■ Exercise instructions ■
Count the lines below that contain the string "using". Reply with the number only.

━━━━━━━━

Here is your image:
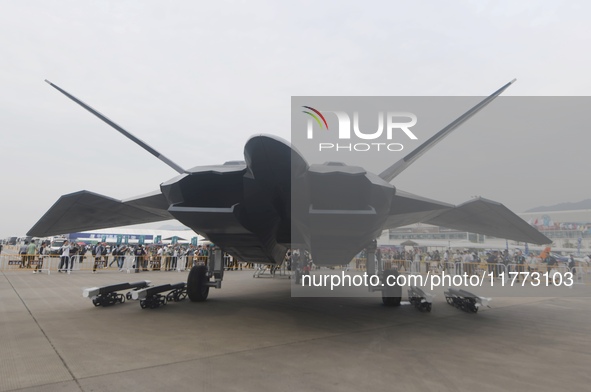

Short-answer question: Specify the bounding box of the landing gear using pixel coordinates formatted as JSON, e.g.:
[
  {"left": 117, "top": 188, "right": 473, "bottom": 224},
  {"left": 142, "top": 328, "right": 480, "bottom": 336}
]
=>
[
  {"left": 92, "top": 292, "right": 125, "bottom": 306},
  {"left": 187, "top": 265, "right": 209, "bottom": 302},
  {"left": 382, "top": 269, "right": 402, "bottom": 306}
]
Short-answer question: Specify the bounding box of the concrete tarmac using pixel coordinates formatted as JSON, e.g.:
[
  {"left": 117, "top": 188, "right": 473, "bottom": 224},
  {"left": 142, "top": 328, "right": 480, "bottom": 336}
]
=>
[{"left": 0, "top": 270, "right": 591, "bottom": 392}]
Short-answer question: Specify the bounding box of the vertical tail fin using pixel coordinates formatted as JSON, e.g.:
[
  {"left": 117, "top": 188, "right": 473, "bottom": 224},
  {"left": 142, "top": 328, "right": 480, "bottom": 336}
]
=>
[{"left": 380, "top": 79, "right": 517, "bottom": 182}]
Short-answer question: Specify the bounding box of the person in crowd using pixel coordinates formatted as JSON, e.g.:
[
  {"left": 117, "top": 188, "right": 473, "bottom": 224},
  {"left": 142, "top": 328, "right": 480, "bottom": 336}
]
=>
[
  {"left": 92, "top": 242, "right": 106, "bottom": 274},
  {"left": 33, "top": 242, "right": 48, "bottom": 274},
  {"left": 57, "top": 240, "right": 72, "bottom": 272},
  {"left": 26, "top": 241, "right": 37, "bottom": 268}
]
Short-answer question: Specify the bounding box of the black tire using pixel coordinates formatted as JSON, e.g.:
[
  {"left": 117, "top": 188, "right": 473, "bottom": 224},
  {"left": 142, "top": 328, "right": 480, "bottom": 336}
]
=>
[
  {"left": 187, "top": 265, "right": 209, "bottom": 302},
  {"left": 382, "top": 269, "right": 402, "bottom": 306}
]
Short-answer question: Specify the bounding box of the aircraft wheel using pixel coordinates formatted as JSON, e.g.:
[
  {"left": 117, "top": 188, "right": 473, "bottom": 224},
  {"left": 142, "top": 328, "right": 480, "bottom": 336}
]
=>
[
  {"left": 382, "top": 269, "right": 402, "bottom": 306},
  {"left": 187, "top": 265, "right": 209, "bottom": 302}
]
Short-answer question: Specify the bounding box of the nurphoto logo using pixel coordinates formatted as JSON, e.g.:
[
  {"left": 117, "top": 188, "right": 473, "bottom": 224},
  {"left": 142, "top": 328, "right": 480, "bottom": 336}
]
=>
[{"left": 302, "top": 106, "right": 418, "bottom": 151}]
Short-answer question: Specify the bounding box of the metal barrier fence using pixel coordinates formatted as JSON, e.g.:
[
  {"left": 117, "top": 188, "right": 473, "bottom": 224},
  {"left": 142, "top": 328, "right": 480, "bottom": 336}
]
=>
[{"left": 0, "top": 253, "right": 213, "bottom": 273}]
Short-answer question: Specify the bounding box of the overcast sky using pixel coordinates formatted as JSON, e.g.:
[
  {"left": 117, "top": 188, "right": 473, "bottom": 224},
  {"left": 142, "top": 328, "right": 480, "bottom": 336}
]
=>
[{"left": 0, "top": 0, "right": 591, "bottom": 238}]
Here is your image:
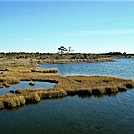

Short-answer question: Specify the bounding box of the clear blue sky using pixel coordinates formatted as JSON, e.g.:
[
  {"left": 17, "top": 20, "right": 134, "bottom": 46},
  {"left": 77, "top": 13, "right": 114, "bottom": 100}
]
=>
[{"left": 0, "top": 0, "right": 134, "bottom": 53}]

━━━━━━━━

■ Output of the task ■
10